START Dataset records

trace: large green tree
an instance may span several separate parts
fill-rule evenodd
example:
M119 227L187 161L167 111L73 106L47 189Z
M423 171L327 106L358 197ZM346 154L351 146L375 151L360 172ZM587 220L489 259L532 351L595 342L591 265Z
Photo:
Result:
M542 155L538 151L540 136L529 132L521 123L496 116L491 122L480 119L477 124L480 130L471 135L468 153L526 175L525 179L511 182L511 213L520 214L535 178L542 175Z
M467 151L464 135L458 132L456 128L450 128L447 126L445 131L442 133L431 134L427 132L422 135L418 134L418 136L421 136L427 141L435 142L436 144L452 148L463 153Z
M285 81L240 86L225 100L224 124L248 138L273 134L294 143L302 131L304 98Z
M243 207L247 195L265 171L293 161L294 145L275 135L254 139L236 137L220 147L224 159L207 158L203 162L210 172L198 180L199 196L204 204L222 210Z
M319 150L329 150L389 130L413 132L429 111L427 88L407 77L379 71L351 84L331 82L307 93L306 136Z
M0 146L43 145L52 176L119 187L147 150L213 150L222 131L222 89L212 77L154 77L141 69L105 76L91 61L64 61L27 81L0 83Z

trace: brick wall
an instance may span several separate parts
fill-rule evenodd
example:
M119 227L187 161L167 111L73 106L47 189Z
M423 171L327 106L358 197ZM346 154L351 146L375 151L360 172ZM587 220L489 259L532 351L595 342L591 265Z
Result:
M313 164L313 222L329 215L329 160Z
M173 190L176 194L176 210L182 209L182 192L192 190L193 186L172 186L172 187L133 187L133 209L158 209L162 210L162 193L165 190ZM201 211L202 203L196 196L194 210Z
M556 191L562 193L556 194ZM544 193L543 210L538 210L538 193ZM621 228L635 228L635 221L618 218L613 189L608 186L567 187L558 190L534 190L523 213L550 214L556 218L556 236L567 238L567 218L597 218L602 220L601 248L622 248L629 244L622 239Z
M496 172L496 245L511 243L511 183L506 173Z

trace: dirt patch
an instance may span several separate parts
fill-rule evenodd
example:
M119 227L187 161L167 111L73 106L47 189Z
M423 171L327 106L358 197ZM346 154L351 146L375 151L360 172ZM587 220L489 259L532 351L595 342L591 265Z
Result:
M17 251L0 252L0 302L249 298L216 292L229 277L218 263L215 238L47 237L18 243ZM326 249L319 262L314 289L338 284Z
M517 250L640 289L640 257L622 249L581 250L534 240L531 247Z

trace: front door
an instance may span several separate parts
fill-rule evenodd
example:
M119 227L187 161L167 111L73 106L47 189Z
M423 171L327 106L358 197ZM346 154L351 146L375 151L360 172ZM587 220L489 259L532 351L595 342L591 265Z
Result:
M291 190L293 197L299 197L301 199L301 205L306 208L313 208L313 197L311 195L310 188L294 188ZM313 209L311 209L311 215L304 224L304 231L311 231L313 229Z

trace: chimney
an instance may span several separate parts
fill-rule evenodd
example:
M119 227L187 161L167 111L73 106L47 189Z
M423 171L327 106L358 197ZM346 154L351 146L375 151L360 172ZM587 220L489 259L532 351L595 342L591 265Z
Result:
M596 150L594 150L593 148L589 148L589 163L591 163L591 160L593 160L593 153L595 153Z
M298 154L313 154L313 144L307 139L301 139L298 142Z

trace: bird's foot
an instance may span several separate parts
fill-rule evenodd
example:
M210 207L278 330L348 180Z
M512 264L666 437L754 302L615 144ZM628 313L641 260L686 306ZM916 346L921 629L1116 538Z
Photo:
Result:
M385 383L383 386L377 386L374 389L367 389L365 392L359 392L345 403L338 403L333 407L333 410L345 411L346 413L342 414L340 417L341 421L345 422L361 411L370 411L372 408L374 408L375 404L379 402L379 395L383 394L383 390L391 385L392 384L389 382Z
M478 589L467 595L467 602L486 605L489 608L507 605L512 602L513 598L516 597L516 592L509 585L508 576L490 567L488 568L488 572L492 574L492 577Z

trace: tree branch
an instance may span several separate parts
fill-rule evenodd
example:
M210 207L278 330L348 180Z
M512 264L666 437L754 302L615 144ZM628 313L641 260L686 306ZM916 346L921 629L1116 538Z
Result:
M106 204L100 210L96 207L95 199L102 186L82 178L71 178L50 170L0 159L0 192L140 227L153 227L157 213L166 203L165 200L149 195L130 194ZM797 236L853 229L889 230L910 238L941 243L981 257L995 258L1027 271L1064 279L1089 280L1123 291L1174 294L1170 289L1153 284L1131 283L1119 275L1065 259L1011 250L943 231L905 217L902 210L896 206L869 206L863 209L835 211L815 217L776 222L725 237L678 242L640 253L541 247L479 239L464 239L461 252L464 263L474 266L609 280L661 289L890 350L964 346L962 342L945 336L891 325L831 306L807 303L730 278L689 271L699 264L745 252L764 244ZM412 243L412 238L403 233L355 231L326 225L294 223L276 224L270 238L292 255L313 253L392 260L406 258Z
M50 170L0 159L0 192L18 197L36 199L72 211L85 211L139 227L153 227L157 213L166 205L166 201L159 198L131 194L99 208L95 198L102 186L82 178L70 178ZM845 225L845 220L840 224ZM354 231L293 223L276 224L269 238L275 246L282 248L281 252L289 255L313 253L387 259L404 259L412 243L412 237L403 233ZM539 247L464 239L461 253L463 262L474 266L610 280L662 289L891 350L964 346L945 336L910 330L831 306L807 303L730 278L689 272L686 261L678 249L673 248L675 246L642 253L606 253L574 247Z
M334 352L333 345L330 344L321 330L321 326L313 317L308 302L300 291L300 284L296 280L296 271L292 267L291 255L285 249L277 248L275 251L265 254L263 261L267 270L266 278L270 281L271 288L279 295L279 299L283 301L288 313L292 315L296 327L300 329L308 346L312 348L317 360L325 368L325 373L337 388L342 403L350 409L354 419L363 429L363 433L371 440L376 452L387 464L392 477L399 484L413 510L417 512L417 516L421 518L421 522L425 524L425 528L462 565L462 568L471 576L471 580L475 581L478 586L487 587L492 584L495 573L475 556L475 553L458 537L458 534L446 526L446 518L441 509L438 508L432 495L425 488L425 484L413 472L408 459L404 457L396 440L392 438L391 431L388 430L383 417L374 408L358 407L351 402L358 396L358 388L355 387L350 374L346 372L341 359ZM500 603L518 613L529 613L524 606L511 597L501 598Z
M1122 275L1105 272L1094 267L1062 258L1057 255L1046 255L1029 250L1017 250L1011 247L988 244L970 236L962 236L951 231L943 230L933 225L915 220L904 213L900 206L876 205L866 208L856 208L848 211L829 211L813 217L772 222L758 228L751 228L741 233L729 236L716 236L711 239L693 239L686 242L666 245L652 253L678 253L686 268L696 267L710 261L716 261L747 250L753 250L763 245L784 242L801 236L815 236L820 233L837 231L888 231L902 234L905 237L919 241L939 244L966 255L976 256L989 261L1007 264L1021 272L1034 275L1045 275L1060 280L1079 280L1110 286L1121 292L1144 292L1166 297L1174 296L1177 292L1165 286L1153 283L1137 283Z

END Dataset records

» What the task requires: Output each entry once again, exactly as shown above.

» Completed task:
trace: large green tree
an instance may span several separate parts
fill-rule evenodd
example:
M119 227L187 161L167 111L73 106L47 189Z
M423 171L327 106L358 197ZM346 154L351 146L375 151L360 172ZM587 220L489 259L532 351L595 342L591 265Z
Photo:
Result:
M542 155L538 151L540 136L529 132L521 123L496 116L491 122L480 119L477 124L480 130L471 135L468 153L526 175L525 179L511 182L511 213L520 214L535 178L542 175Z
M467 151L464 135L458 132L456 128L450 128L447 126L445 131L442 133L431 134L427 132L422 135L418 134L418 136L421 136L427 141L435 142L436 144L452 148L463 153Z
M285 81L240 86L225 100L224 124L248 138L273 134L294 143L302 131L304 98Z
M243 207L247 195L265 171L293 161L294 145L275 135L254 139L236 137L220 147L224 159L207 158L203 162L210 172L198 180L199 196L204 204L222 210Z
M319 150L329 150L389 130L413 132L429 111L427 88L407 77L379 71L351 84L331 82L307 93L306 136Z
M0 146L43 145L52 176L119 187L147 150L213 150L222 131L222 89L212 77L154 77L141 69L105 76L91 61L64 61L27 81L0 83Z

trace: brick wall
an instance may span several separate parts
fill-rule evenodd
example:
M119 227L187 161L167 111L73 106L47 189Z
M423 171L327 106L358 197ZM346 154L351 146L375 151L360 172ZM587 220L489 259L532 351L595 342L591 265Z
Result:
M313 164L313 222L329 215L329 160Z
M173 190L176 194L176 210L182 209L182 192L192 190L193 186L172 186L172 187L133 187L133 209L158 209L162 210L162 193L165 190ZM201 211L202 203L196 196L194 210Z
M556 191L562 193L556 194ZM544 193L543 210L538 210L538 193ZM621 228L635 228L635 221L618 218L613 189L608 186L567 187L558 190L534 190L523 213L550 214L556 218L556 236L567 238L567 218L597 218L602 220L601 248L622 248L629 244L622 239Z
M496 172L496 245L511 243L511 183L506 173Z

trace: dirt patch
an instance may span several separate parts
fill-rule evenodd
example:
M119 227L187 161L167 111L73 106L47 189Z
M423 171L327 106L358 197ZM346 154L351 146L375 151L360 172ZM587 220L489 259L532 351L595 342L591 265Z
Result:
M17 251L0 252L0 302L249 298L216 292L229 277L218 263L215 238L47 237L18 243ZM326 249L319 262L314 289L338 284Z
M517 250L640 289L640 257L622 249L581 250L534 240L531 247Z

trace: front door
an instance may span several separate parts
fill-rule evenodd
example:
M119 227L187 161L167 111L73 106L47 189Z
M423 171L327 106L358 197ZM346 154L351 146L375 151L360 172ZM587 220L489 259L532 351L595 342L591 265Z
Result:
M291 190L293 197L299 197L301 199L301 205L306 208L313 208L313 197L311 195L310 188L294 188ZM313 209L311 209L311 215L304 224L304 231L311 231L313 229Z

trace: chimney
an instance may span several separate parts
fill-rule evenodd
example:
M119 227L187 161L167 111L73 106L47 189Z
M423 171L327 106L358 197ZM346 154L351 146L375 151L360 172ZM587 220L489 259L532 351L595 342L591 265Z
Result:
M596 150L594 150L593 148L589 148L589 163L591 163L591 160L593 160L593 153L595 153Z
M298 154L313 154L313 144L307 139L301 139L298 142Z

trace: bird's foot
an instance may span several separate parts
fill-rule evenodd
example:
M210 207L278 330L348 180Z
M512 264L666 437L754 302L615 144ZM628 313L641 260L686 306ZM916 346L921 629L1116 538Z
Photo:
Result:
M385 383L383 386L377 386L374 389L367 389L365 392L359 392L345 403L338 403L333 407L333 410L345 411L346 413L342 414L340 417L341 421L345 422L361 411L370 411L372 408L374 408L375 404L379 402L379 395L383 394L383 390L391 385L392 384L389 382Z
M478 589L467 595L467 602L486 605L489 608L507 605L512 602L513 598L516 597L516 592L509 585L508 576L490 567L488 568L488 572L492 574L492 577Z

trace: tree branch
an instance may span several separate parts
fill-rule evenodd
example:
M210 207L278 330L348 180Z
M512 264L666 437L754 302L615 144ZM628 313L641 260L686 306ZM916 346L921 629L1116 538Z
Result:
M106 204L100 210L96 207L95 199L102 186L82 178L71 178L50 170L0 159L0 192L140 227L153 227L157 213L166 203L165 200L149 195L130 194ZM797 236L853 229L889 230L910 238L941 243L981 257L995 258L1027 271L1064 279L1089 280L1123 291L1174 294L1170 289L1153 284L1131 283L1119 275L1065 259L1011 250L943 231L905 217L902 210L896 206L869 206L863 209L835 211L815 217L776 222L725 237L678 242L640 253L541 247L479 239L464 239L461 252L464 263L474 266L609 280L661 289L890 350L964 346L962 342L945 336L891 325L831 306L807 303L730 278L689 271L699 264L745 252L764 244ZM412 243L412 238L403 233L355 231L326 225L294 223L276 224L270 238L292 255L313 253L392 260L406 258Z
M50 170L0 159L0 192L18 197L36 199L72 211L85 211L139 227L153 227L157 213L166 205L166 201L159 198L131 194L99 208L95 198L102 186L82 178L70 178ZM845 225L845 220L840 224ZM354 231L293 223L276 224L269 238L275 246L282 248L281 252L289 255L313 253L387 259L404 259L412 243L412 237L403 233ZM539 247L464 239L461 253L463 262L474 266L610 280L662 289L891 350L964 346L945 336L910 330L831 306L807 303L730 278L689 272L686 261L678 249L673 248L675 246L642 253L606 253L574 247Z
M334 352L333 345L330 344L321 330L321 326L313 317L308 302L300 291L300 284L296 280L296 271L292 267L291 255L285 249L277 248L275 251L265 254L263 261L267 270L266 278L270 281L271 288L279 295L279 299L283 301L288 313L292 315L296 327L300 329L308 346L312 348L317 360L325 368L325 373L337 388L342 403L350 409L354 419L363 429L363 433L371 440L376 452L387 464L392 477L399 484L413 510L417 512L417 516L421 518L421 522L425 524L425 528L462 565L462 568L471 576L471 580L475 581L478 586L487 587L492 584L495 573L475 556L475 553L458 537L458 534L446 526L446 518L441 509L438 508L432 495L425 488L425 484L413 472L408 459L404 457L396 440L392 438L391 431L388 430L383 417L374 408L358 407L351 402L358 396L358 388L355 387L350 374L346 372L341 359ZM500 603L518 613L529 613L524 606L511 597L501 598Z
M1122 275L1105 272L1094 267L1062 258L1057 255L1046 255L1029 250L1017 250L1011 247L988 244L970 236L962 236L951 231L943 230L933 225L915 220L904 213L900 206L876 205L866 208L856 208L848 211L829 211L813 217L772 222L758 228L751 228L741 233L729 236L716 236L711 239L693 239L686 242L666 245L652 253L678 253L686 268L696 267L710 261L716 261L747 250L753 250L763 245L784 242L801 236L815 236L820 233L837 231L888 231L902 234L905 237L919 241L939 244L966 255L976 256L989 261L1007 264L1021 272L1034 275L1045 275L1060 280L1079 280L1110 286L1121 292L1144 292L1166 297L1174 296L1177 292L1165 286L1153 283L1137 283Z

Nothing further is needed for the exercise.